◆ TASK BRIEF ◆
Please reproduce the following lines exactly as they appear, from the first to the last.

◆ TASK MATERIAL ◆
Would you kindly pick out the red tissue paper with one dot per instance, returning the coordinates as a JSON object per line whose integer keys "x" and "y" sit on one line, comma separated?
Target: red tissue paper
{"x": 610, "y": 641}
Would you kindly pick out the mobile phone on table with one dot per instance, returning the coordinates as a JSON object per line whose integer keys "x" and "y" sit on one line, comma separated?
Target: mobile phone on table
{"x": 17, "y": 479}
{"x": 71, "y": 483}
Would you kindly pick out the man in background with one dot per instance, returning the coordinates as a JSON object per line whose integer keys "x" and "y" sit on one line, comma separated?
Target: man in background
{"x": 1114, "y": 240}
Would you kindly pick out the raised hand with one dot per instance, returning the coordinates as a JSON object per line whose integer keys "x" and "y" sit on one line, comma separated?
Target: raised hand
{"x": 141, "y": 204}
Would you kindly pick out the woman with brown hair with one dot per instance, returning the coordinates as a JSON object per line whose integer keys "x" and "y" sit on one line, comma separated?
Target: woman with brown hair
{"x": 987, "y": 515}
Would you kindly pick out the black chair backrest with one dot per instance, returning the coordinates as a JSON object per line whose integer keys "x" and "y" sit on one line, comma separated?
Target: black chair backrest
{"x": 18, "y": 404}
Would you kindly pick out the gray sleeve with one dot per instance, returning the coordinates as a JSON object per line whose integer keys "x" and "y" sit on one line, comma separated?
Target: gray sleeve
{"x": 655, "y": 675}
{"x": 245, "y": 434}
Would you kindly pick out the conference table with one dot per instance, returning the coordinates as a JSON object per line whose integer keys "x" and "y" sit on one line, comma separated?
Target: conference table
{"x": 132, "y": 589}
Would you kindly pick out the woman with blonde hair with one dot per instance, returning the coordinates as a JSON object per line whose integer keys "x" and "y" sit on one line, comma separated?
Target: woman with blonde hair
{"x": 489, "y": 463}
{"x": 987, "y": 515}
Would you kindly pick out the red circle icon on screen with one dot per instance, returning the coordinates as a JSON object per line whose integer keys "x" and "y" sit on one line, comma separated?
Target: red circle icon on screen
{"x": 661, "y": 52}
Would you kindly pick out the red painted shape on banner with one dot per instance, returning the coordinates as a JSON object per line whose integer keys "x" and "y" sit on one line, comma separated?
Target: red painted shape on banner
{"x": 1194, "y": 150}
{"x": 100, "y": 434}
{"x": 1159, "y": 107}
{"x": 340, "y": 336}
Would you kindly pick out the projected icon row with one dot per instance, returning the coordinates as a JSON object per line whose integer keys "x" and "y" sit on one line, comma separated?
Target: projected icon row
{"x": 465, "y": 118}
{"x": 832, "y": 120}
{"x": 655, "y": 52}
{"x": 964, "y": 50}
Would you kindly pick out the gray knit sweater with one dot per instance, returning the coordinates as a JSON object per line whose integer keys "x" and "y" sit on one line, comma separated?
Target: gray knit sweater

◆ EXERCISE RESULT ◆
Would you kindly pick out the red tissue paper with one dot per instance, returning the coordinates as a JSON object per line whose integer keys "x" and "y" sit on one line, comma separated?
Target: red tissue paper
{"x": 610, "y": 641}
Would you kindly pick out the mobile phone on table with one dot per instance, returning the coordinates as a JSON object per line whose integer keys "x" and "y" sit on one line, comma separated?
Target: mobile phone on table
{"x": 17, "y": 479}
{"x": 71, "y": 483}
Would you kindly pick out the man in background with one dot per instance, returning the coordinates as a JSON object per line whose integer keys "x" and "y" sit on one line, comma separated?
Target: man in background
{"x": 1114, "y": 240}
Would you kindly pick out the raised hand with one dot per instance, returning the coordinates as a JSON object per line whose integer keys "x" and "y" sit on one line, comma separated?
Target: raised hand
{"x": 141, "y": 204}
Would you kindly pick out the woman with brown hair with one dot per instance, returning the coordinates as a JSON object per line whose integer keys "x" and "y" sit on one line, comma separated?
Target: woman with brown hair
{"x": 987, "y": 515}
Would you kindly pick out the black chair backrest with one dot per instance, returning the coordinates as a JSON object per line whose integer keys "x" and "y" sit on one line, comma separated?
Target: black chair backrest
{"x": 18, "y": 404}
Would you kindly pick out the gray sleeve with one dot per instance, returning the coordinates as a JSON object per line whose integer keys "x" and "y" sit on one line, comma separated?
Target: gray sleeve
{"x": 655, "y": 675}
{"x": 245, "y": 434}
Would you kindly pick out the conference table with one dot per instance, returning the coordinates as a JSON object per line whose integer keys "x" and "y" sit on one line, comma separated?
Target: conference table
{"x": 132, "y": 589}
Would you kindly pick out the woman with blonde hair with one dot per instance, returning the coordinates as a JSON object per line whose integer keys "x" and "y" sit on one line, comma separated?
Target: woman with blonde hair
{"x": 489, "y": 463}
{"x": 987, "y": 515}
Would you kindly pick out the red circle icon on screen with one dot per instance, returning the coordinates as a JSON object per line whose integer keys "x" and "y" sit on one line, comma separated?
Target: red circle icon on screen
{"x": 661, "y": 52}
Would you kindly pick out the red painted shape on banner with one dot per instance, returning the coordinates as a JSON object per line whose integer keys "x" and "y" sit on one line, comma separated?
Target: red painted shape on banner
{"x": 1194, "y": 150}
{"x": 100, "y": 434}
{"x": 1159, "y": 107}
{"x": 340, "y": 336}
Would you kindly pick out the projected icon row with one dot per instance, returning the coordinates as a JSON object per line whose integer keys "x" and "y" sit on one line, comma separated?
Target: projected icon row
{"x": 465, "y": 118}
{"x": 832, "y": 120}
{"x": 655, "y": 52}
{"x": 964, "y": 50}
Would you kindly pick out the gray knit sweater with one dot per instance, returning the coordinates as a JSON object per line whose integer keys "x" and "y" sit on one line, comma separated?
Target: gray knit sweater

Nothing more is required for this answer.